──────── EXTRAIT SOURCE
Historiquement, les dividendes ont toujours été déclarés pour leur montant brut, c’est-à-dire avant abattement de 40%. Les professionnels – experts comptables notamment – n’ont jamais pris de risques à ce sujet. Le Code de la Sécurité Sociale (CSS) prévoyait, dans sa version en vigueur jusqu’au 1er septembre 2018 que les dividendes à prendre en compte constituaient les revenus « retenus pour le calcul de l’impôt sur le revenu », avec renvoi à un article du Code Général des Impôts (CGI).

Or, il s’avère que le CGI appliquait un abattement égal à 40% du montant brut perçu. Ce qui pouvait amener à penser qu’en matière sociale, il fallait déclarer les dividendes, non pas pour leur montant brut, mais pour leur montant net, abattement déduit. En effet, les textes sociaux (Article L. 131-6 du CSS) ne renvoyaient pas explicitement à l’alinéa évoquant l’abattement, mais ils ne l’excluaient pas non plus expressément.
────────────────
──────── DONNÉES FOURNIES
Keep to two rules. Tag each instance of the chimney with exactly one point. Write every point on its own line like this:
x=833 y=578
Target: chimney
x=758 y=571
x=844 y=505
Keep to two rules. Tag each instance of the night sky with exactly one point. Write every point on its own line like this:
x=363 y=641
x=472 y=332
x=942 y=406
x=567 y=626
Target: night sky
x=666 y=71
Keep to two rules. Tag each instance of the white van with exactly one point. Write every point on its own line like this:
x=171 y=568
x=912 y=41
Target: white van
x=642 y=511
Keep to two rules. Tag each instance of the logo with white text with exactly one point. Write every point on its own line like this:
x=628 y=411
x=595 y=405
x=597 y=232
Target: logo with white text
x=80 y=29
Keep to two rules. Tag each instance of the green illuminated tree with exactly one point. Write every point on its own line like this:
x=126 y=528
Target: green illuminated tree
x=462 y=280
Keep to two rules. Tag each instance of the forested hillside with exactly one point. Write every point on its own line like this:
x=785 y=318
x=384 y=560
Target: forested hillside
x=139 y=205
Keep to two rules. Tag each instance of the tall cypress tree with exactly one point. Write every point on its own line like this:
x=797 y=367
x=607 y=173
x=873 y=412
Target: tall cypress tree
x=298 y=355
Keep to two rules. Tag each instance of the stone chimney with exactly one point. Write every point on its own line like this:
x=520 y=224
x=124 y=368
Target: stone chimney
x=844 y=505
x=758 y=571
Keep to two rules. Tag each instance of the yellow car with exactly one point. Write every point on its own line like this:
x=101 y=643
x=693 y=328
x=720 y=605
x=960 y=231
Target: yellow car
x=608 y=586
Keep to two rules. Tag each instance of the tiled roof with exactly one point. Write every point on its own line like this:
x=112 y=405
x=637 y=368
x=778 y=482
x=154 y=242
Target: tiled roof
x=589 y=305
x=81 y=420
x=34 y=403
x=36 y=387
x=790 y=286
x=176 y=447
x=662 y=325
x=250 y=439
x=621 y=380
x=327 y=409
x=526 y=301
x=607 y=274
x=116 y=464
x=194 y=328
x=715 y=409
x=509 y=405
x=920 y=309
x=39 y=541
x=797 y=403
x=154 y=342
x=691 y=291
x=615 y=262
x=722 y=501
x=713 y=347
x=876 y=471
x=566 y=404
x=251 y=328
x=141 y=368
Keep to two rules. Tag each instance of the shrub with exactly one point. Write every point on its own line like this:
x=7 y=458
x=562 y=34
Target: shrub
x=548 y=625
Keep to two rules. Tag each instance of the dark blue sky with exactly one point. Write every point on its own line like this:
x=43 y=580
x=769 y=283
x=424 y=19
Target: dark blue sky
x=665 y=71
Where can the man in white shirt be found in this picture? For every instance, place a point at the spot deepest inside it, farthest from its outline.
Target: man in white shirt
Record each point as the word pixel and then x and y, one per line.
────────────────
──────── DONNÉES FOURNIES
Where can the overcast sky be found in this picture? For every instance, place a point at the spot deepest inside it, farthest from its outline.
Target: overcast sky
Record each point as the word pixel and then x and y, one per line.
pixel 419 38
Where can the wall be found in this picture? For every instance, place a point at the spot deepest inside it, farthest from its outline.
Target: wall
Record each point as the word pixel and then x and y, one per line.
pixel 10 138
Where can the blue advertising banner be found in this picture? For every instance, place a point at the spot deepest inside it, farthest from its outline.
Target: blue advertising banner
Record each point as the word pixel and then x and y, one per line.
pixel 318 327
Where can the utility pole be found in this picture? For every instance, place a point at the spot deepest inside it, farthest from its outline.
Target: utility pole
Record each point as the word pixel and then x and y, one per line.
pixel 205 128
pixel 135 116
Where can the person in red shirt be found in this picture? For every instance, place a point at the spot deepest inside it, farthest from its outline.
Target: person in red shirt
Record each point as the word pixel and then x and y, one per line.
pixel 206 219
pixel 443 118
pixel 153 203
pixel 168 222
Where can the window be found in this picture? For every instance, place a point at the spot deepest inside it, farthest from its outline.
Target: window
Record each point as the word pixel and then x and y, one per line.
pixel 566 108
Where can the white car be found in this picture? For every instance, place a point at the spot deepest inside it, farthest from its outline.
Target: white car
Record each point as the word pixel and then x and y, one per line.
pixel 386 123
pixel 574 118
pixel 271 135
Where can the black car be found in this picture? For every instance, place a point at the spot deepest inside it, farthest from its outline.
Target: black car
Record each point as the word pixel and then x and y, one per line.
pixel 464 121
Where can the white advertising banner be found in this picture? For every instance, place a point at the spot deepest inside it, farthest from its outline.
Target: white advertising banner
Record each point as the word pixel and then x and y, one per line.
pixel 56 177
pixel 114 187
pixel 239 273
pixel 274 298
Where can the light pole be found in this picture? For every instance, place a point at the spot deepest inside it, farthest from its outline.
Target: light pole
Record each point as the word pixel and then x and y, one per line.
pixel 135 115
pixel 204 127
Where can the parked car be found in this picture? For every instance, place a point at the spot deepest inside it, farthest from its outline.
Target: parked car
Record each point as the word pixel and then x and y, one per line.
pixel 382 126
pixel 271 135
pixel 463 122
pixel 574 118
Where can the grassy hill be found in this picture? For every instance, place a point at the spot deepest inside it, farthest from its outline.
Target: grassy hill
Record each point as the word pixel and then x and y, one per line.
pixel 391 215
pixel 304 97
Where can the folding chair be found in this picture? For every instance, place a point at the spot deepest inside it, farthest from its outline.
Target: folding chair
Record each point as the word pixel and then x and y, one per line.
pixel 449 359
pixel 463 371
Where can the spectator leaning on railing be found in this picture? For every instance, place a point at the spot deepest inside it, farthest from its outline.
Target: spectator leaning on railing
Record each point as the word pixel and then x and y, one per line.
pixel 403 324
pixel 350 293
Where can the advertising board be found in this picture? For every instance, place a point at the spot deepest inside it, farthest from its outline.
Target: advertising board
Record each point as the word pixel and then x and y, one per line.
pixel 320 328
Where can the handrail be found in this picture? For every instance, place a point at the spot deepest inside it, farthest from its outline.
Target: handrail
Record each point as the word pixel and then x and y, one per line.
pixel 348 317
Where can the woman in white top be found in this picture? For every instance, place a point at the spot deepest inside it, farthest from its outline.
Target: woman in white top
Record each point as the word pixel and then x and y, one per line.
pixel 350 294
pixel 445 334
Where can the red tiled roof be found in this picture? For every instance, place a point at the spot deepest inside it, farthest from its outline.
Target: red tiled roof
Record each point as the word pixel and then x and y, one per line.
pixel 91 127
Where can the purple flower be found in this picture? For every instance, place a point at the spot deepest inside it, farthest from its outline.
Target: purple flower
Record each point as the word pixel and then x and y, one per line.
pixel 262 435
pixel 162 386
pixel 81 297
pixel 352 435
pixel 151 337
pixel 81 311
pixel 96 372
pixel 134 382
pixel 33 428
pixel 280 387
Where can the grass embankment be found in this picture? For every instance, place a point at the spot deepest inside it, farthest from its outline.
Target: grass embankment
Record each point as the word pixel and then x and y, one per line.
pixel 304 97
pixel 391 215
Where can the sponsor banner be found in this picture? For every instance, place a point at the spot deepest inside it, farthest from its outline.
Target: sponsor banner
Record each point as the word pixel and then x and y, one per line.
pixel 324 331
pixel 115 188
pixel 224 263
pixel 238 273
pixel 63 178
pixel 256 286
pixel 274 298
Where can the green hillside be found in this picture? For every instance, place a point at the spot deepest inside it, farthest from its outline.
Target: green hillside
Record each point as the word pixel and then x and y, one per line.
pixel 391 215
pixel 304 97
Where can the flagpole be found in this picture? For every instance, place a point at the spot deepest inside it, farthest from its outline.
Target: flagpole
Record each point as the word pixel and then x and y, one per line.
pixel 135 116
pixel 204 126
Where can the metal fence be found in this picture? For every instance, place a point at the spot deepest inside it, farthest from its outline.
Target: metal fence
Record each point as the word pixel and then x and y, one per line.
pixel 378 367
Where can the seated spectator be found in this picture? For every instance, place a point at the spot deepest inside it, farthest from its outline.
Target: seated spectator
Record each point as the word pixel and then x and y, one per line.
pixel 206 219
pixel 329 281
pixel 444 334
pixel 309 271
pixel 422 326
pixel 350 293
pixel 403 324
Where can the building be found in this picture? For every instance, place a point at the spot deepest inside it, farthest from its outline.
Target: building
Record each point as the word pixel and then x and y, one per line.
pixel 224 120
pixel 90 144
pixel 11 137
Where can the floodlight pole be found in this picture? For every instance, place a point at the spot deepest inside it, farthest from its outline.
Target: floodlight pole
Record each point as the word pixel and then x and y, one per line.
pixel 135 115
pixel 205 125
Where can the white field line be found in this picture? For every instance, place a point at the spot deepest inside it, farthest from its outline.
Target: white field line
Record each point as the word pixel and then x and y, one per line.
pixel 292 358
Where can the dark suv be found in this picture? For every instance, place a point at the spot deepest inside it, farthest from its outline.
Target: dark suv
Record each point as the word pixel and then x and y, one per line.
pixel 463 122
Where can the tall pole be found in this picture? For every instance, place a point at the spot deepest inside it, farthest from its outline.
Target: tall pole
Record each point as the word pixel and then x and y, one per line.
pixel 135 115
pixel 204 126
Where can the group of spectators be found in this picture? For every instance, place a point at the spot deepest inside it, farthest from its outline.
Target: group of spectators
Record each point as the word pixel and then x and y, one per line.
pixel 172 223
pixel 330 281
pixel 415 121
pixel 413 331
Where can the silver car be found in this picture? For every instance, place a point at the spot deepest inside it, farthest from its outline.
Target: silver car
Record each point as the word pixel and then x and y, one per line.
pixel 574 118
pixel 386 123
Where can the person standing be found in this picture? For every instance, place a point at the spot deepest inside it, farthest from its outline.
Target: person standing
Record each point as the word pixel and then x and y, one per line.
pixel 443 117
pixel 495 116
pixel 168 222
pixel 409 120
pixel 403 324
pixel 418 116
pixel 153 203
────────────────
──────── DONNÉES FOURNIES
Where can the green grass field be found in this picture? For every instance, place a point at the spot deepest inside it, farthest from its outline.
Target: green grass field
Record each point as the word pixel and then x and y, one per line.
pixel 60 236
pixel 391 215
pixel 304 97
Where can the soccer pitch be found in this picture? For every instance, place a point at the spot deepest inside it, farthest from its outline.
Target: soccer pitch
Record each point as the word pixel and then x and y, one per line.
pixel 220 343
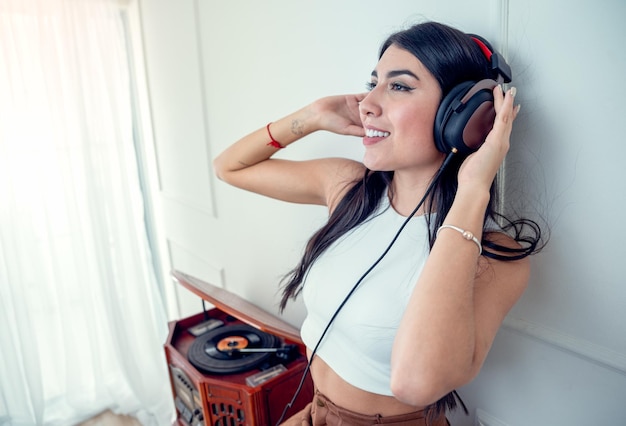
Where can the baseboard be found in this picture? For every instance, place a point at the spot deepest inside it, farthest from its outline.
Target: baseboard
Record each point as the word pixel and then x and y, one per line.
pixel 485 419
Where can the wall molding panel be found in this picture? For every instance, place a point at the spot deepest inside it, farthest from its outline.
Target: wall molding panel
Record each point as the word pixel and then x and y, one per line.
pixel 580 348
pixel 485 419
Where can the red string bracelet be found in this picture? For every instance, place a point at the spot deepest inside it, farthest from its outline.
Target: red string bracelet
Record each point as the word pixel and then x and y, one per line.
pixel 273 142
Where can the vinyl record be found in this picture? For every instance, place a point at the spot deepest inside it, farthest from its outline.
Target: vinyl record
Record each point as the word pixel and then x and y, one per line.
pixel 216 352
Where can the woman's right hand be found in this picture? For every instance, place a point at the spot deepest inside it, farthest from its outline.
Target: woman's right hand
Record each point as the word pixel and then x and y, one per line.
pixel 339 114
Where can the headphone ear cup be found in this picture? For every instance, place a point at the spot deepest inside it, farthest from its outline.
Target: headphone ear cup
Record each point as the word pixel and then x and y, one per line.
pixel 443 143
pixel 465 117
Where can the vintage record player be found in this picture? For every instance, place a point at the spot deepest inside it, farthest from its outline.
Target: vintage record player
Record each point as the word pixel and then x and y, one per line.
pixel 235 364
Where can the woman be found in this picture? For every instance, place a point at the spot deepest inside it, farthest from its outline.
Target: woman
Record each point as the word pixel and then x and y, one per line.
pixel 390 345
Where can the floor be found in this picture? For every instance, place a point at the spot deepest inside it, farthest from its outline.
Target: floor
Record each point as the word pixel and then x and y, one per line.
────────────────
__SÉRIE D'EXERCICES__.
A) Dans l'extrait sur la déclaration des dividendes, jusqu'à quelle date la version du Code de la Sécurité Sociale mentionnée était-elle en vigueur ?
B) Reproduisez fidèlement le passage de l'extrait sur la déclaration des dividendes qui commence aux mots « Or, il s’avère » et s'arrête après les mots « non plus expressément. ».

__CORRIGÉS__.
A) Jusqu'au 1er septembre 2018.

B)
Or, il s’avère que le CGI appliquait un abattement égal à 40% du montant brut perçu. Ce qui pouvait amener à penser qu’en matière sociale, il fallait déclarer les dividendes, non pas pour leur montant brut, mais pour leur montant net, abattement déduit. En effet, les textes sociaux (Article L. 131-6 du CSS) ne renvoyaient pas explicitement à l’alinéa évoquant l’abattement, mais ils ne l’excluaient pas non plus expressément.